*DOCUMENT SECTION*.
※

Posted on 09/05/2001 5:38:43 AM PDT by Orual
If it's true that you are what you eat, then what are we to make of the fact that we live here in the land of foie gras with chocolate sauce? Of eel with roasted watermelon and green tea-cauliflower foam? Whatever the answer, one thing is clear: Today, the New York culinary scene provides food for thought to challenge even the most bizarre tastes. See which Manhattan restaurants have the weirdest dishes of all: Can your palate handle it?
#7: Foie Gras with Dark Chocolate Sauce and Orange Marmalade
Goose liver only a chocoholic could love...
$72 prix fixe at Lutece
The Dish: Is it breakfast? An appetizer? Dessert? If you're pressed for time, kill three courses in one slab of foie gras, drowned in dark chocolate sauce and accented with orange marmalade. All that's missing is the toast. The New York Times called it ill-chosen and out of register but still gave new chef David Feaus pyrotechnics two stars.
The Restaurant: What would Andre Soltner think of this revamped culinary legend? The guiding force behind Lutece ( 249 E. 50th St.) is long retired, and his pantheon is being turned on its head. East Side ladies beware, this is not your fathers Lutece.
Other Dishes: Feau, formerly of Guy Savoy in Paris, is no French-cuisine snob. He borrows flavors from around the world to create dishes like raw tuna with cilantro, apple and Moroccan oil; cumin- and rosemary-crusted lamb loin with lemon sauce and parsnip gratin; and curried squab with mascarpone and fava beans.
#10: Lobster with American Cheese
The sublime and the ridiculous on a plate.
$22.95 at East Boat Restaurant The Dish: Think of it as a new use for the Kraft single: Icky, viscous processed cheese defiles pricey lobster flesh. Like tuna melt! the owner told the reviewer from the New York Post.
The Restaurant: The Posts Steve Cuozzo, the only New York critic to pore through the bizarre, voluminous menu at East Boat Restaurant (72 Kenmare St.), recently declared the place NYs weirdest eatery.
Other Dishes: An endless variety of lobster preparations, from Sichuan to satay, served alongside garlic bread, New England clam chowder, and wok-sauteed spaghetti slathered in ketchup.
Those industrious Germans, never letting a thing go to waste!
Actually, the only bad meal I've had there is head cheese (Sulze, I believe they call it). That was before I could speak much German and I just pointed to the first entree on the menu and said, "Bitte schoen."
They have another funny delicacy in the north, which consists of congealed fat with crunchy things in it. You're supposed to eat it on bread. I think birds would enjoy it more.
And no, I did not have any Haggis.
Whoa! I was in Scotland last month too!
I ate a lot of chip-shop haggis as well as the pricey stuff at the good restaurants--I love that stuff!

※

*GIVEN DATA*.
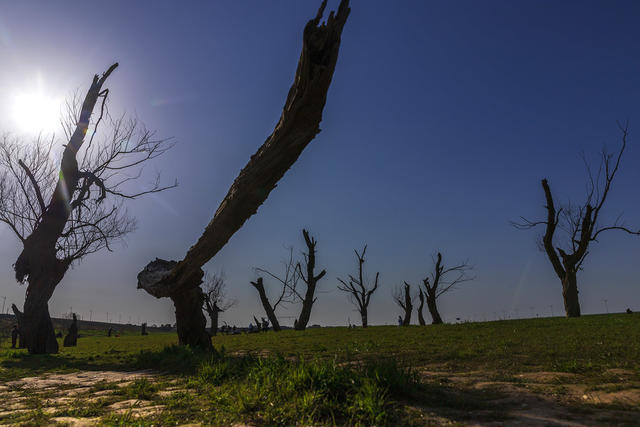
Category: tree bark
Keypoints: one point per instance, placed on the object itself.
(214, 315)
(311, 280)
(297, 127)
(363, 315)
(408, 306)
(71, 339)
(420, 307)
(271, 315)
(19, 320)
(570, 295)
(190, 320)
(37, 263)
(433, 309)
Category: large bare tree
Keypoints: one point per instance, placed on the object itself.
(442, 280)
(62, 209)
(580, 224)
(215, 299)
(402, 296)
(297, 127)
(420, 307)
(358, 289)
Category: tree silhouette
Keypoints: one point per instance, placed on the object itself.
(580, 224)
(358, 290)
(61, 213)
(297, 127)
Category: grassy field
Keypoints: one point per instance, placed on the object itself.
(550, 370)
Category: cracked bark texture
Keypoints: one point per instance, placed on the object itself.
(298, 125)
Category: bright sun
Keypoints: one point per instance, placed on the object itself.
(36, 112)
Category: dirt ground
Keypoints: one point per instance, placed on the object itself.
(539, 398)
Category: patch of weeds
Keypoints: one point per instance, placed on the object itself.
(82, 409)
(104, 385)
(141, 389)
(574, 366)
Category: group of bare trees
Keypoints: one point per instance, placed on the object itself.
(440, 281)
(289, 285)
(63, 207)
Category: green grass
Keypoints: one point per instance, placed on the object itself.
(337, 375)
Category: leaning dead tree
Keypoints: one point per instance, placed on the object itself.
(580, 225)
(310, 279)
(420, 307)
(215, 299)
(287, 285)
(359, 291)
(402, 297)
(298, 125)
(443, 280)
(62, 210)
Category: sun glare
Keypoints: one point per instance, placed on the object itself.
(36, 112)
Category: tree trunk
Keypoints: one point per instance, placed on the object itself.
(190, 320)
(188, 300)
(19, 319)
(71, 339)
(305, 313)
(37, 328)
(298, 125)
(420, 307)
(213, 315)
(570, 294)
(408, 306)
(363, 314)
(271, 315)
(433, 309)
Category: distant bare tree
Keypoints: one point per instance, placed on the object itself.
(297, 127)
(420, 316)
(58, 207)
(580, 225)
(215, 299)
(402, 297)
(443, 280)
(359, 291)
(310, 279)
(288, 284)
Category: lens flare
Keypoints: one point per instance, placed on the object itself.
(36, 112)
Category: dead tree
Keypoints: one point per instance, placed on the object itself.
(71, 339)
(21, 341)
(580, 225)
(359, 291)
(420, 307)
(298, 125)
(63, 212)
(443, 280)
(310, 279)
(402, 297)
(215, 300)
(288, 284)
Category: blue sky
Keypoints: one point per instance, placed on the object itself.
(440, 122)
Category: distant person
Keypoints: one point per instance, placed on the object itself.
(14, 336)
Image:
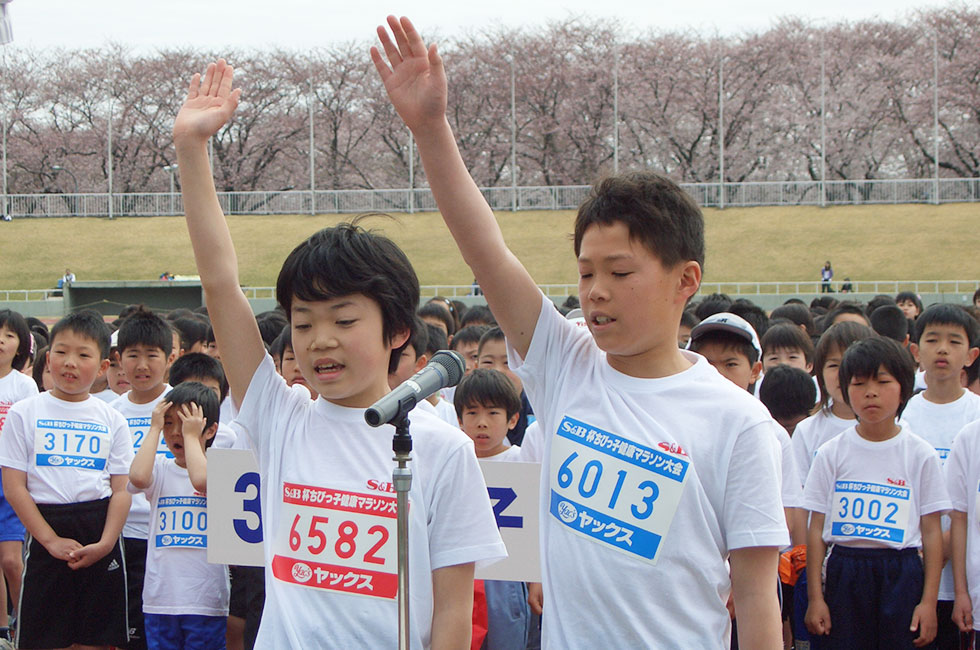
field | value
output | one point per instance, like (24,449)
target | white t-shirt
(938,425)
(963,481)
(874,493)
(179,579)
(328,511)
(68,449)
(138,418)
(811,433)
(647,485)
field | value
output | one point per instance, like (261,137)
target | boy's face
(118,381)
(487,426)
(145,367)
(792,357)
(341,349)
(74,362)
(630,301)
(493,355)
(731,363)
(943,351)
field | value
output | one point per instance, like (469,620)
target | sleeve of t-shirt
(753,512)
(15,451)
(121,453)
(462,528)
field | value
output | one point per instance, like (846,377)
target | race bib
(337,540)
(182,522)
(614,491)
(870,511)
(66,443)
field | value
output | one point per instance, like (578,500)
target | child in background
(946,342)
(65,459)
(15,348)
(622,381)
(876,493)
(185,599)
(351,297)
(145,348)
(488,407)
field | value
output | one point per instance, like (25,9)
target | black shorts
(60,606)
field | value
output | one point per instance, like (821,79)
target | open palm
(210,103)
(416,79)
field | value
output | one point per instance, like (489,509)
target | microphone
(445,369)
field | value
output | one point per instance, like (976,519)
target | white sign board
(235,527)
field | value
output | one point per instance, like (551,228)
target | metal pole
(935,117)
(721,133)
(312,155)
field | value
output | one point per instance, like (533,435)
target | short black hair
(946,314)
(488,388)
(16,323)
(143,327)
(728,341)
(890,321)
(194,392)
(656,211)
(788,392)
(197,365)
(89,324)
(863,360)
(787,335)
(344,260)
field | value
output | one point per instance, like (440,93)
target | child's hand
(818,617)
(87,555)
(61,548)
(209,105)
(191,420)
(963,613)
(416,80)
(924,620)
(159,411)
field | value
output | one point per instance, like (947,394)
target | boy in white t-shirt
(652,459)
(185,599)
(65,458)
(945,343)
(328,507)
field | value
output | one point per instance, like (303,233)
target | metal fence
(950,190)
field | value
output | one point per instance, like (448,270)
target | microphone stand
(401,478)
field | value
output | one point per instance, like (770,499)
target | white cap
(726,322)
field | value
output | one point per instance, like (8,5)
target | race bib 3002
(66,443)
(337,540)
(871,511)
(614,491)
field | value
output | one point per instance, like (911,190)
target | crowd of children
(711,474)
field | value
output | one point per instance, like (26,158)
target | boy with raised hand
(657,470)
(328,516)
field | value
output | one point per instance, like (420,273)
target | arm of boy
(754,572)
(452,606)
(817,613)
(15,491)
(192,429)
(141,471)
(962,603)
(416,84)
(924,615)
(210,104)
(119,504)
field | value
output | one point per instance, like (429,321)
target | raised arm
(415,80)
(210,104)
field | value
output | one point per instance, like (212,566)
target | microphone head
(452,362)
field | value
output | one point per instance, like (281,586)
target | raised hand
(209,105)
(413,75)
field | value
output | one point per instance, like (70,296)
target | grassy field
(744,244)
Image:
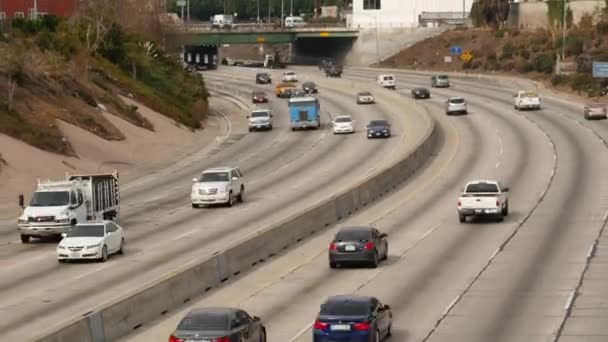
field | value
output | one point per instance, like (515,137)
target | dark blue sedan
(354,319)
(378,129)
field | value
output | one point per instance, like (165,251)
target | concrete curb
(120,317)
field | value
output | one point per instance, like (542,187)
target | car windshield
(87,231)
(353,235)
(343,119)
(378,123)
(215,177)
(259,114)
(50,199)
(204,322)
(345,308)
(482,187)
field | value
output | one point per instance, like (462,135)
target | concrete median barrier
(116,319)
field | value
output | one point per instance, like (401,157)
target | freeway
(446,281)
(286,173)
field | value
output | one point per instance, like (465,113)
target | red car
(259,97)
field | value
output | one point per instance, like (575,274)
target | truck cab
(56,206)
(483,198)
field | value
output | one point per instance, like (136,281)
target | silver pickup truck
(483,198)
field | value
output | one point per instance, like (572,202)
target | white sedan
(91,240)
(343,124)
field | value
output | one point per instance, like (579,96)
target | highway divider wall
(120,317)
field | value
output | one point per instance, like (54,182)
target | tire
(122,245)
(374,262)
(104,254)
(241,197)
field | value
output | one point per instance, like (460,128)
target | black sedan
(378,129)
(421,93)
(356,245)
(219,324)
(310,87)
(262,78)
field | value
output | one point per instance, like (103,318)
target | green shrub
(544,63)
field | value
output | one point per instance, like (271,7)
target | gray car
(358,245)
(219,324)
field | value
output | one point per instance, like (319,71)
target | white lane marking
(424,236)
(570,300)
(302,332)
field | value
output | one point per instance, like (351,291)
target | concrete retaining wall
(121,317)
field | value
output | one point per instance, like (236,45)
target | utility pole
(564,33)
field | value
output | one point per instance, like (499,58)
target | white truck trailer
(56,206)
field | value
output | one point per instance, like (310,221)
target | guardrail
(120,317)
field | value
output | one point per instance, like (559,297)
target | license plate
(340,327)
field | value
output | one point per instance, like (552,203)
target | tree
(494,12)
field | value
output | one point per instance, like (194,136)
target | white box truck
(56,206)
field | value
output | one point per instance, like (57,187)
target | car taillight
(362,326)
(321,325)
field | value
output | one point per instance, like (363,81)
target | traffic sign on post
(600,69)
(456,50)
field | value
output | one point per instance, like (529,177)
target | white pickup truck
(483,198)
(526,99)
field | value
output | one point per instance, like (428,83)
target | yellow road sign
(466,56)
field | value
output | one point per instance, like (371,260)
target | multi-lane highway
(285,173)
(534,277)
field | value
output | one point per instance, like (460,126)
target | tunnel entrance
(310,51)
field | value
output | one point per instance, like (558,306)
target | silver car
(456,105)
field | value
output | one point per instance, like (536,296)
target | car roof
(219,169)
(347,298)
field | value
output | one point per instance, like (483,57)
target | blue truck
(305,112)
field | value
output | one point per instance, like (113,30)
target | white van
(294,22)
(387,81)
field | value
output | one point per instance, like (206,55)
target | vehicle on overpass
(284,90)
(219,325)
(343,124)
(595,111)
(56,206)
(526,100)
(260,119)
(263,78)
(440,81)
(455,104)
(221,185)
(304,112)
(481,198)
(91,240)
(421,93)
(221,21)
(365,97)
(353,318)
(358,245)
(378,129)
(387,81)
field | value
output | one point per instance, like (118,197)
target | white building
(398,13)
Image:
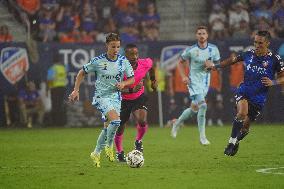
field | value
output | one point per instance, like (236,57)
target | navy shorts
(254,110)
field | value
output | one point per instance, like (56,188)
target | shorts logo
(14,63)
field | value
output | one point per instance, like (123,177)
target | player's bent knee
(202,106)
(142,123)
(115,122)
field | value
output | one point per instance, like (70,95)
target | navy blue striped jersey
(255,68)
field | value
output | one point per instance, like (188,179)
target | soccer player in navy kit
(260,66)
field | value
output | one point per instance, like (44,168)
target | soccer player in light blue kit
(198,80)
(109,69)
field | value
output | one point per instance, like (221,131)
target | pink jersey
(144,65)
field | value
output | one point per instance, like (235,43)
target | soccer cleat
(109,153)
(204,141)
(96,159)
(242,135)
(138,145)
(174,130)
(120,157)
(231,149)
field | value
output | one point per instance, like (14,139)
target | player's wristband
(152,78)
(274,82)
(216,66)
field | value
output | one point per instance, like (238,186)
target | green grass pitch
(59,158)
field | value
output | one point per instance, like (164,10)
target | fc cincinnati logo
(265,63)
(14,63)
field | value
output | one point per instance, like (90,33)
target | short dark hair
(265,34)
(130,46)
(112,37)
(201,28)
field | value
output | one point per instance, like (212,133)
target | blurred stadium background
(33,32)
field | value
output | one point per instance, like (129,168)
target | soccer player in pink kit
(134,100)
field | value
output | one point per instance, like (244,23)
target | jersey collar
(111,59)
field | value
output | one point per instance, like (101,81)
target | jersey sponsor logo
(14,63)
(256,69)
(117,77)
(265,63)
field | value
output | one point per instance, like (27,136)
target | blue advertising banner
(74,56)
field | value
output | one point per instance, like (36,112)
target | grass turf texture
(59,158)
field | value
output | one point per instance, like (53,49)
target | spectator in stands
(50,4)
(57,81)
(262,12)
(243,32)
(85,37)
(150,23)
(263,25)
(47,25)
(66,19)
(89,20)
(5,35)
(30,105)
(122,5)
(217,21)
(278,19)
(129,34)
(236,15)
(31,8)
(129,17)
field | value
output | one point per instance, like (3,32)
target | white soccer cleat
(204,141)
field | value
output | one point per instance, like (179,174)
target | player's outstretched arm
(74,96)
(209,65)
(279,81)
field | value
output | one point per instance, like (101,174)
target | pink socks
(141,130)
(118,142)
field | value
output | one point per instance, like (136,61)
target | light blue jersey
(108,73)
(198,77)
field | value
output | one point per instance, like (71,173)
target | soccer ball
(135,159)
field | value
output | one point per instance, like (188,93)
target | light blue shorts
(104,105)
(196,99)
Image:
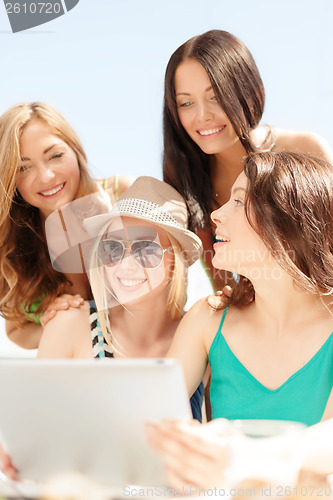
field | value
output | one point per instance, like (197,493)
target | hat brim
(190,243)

※

*WORK INSTRUCTIONS*.
1. Summarize the post on unusual Manhattan dishes in two sentences.
2. In the post on unusual Manhattan dishes, rename "bread" to "toast" in the part that opens with the words "Those industrious Germans, never" and closes with "last month too!", and give that part.
The items have no connection to the post.

*RESULTS FOR EACH TASK*.
1. The post presents Manhattan restaurants with strange dishes, such as foie gras with dark chocolate sauce and orange marmalade at Lutece and lobster with American cheese at East Boat Restaurant. The later lines recall head cheese ordered in German and a northern delicacy of congealed fat eaten on bread, and another writer, also in Scotland last month, says they love haggis.

2.
Those industrious Germans, never letting a thing go to waste!
Actually, the only bad meal I've had there is head cheese (Sulze, I believe they call it). That was before I could speak much German and I just pointed to the first entree on the menu and said, "Bitte schoen."
They have another funny delicacy in the north, which consists of congealed fat with crunchy things in it. You're supposed to eat it on toast. I think birds would enjoy it more.
And no, I did not have any Haggis.
Whoa! I was in Scotland last month too!